What needs to be done:
List each line in the rows below that contains the string "foundation". Case counts.

Stored records:
****************************************
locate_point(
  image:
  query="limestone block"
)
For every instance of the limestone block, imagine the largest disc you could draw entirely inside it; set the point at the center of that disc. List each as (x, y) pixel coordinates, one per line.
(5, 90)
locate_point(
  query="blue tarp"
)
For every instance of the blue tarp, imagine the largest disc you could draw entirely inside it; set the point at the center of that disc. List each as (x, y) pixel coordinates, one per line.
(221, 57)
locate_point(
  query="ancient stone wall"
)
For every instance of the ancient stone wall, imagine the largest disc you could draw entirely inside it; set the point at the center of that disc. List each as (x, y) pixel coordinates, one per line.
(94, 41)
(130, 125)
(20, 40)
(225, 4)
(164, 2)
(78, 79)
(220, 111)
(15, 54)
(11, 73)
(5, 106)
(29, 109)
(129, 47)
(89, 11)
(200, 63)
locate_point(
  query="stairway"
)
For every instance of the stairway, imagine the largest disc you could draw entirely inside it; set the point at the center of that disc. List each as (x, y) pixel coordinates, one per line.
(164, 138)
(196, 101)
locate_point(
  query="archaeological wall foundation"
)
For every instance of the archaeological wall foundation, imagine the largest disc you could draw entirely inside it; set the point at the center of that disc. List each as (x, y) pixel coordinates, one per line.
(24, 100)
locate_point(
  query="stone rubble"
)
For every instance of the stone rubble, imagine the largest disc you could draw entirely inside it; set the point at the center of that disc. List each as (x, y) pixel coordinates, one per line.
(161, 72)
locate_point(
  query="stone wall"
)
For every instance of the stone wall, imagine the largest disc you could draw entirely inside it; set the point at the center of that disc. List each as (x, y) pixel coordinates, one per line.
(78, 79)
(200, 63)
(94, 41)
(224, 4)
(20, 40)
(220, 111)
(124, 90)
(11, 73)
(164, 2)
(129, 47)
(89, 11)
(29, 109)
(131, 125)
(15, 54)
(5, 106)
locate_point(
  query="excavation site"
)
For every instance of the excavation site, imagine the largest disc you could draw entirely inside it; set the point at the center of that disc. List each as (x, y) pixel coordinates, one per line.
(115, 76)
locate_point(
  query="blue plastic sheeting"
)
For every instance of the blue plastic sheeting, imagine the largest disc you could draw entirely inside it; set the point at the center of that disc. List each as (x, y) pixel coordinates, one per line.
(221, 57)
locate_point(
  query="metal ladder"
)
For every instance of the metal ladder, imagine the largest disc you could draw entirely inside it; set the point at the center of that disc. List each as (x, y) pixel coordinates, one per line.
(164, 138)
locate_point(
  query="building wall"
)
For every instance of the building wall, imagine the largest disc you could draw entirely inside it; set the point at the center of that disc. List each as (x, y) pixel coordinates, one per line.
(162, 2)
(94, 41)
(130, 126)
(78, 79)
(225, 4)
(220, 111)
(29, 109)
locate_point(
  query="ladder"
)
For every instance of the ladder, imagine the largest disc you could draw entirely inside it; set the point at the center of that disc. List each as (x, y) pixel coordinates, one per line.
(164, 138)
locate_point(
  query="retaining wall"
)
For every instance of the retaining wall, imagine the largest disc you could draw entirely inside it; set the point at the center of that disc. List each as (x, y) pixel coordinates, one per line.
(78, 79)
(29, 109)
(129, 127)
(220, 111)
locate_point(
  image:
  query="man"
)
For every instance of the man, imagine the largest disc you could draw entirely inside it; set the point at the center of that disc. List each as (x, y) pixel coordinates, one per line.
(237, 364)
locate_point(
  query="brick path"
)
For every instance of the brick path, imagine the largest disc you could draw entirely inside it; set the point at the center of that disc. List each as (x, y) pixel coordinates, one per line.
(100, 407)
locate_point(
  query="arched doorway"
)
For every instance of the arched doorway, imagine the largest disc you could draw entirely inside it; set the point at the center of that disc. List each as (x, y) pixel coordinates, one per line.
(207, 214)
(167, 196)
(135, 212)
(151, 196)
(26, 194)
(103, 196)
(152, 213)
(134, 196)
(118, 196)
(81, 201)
****************************************
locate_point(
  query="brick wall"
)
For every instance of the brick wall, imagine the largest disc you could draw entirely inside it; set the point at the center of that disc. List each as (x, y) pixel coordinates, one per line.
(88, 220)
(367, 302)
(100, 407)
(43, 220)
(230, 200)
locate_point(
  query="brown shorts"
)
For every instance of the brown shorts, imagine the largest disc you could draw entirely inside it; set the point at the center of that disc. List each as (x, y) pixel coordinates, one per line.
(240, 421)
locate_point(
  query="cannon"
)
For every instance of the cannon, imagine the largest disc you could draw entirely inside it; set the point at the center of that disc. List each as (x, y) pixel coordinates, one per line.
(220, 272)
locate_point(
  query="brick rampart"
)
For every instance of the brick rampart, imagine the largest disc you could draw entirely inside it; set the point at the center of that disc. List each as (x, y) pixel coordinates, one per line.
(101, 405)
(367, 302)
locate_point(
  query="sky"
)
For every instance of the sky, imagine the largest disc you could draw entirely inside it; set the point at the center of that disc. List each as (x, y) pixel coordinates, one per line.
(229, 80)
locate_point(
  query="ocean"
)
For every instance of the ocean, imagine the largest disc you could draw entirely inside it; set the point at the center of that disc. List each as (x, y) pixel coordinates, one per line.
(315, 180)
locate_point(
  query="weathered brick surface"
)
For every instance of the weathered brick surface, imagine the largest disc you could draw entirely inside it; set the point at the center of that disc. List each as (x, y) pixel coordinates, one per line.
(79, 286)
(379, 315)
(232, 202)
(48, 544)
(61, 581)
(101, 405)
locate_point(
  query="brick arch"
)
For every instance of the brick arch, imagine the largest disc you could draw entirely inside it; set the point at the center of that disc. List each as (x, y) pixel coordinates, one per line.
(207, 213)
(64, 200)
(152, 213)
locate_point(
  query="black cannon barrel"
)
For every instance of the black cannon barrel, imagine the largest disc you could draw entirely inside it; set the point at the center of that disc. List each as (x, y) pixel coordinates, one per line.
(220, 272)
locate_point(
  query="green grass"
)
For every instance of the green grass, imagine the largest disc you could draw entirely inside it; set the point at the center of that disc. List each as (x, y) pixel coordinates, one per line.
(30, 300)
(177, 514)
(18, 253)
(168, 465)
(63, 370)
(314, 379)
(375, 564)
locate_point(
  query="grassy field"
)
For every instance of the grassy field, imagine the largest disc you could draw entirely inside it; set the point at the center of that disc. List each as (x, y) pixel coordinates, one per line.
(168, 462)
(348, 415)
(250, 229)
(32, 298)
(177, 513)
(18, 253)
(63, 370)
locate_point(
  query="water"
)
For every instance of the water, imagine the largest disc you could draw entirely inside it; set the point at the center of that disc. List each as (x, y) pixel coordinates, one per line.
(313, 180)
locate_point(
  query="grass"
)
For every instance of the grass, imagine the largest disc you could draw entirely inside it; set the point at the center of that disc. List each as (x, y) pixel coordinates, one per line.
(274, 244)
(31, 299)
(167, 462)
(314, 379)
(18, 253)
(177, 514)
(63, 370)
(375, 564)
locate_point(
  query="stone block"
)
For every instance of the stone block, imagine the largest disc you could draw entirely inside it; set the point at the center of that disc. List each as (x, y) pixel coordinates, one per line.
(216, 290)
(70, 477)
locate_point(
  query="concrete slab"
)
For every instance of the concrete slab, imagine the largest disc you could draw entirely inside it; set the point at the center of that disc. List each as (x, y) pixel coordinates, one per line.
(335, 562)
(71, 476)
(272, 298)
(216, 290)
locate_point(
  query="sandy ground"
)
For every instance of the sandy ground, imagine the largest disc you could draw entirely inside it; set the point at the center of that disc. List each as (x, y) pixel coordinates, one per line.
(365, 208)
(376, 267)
****************************************
Finished answer:
  query="archaeological wall foundation"
For every instance of the archaeological wall foundation, imagine the largest disc you could draw entirely inside it; set the point at the center of that disc. List each as (x, y) pixel coordinates, one per line.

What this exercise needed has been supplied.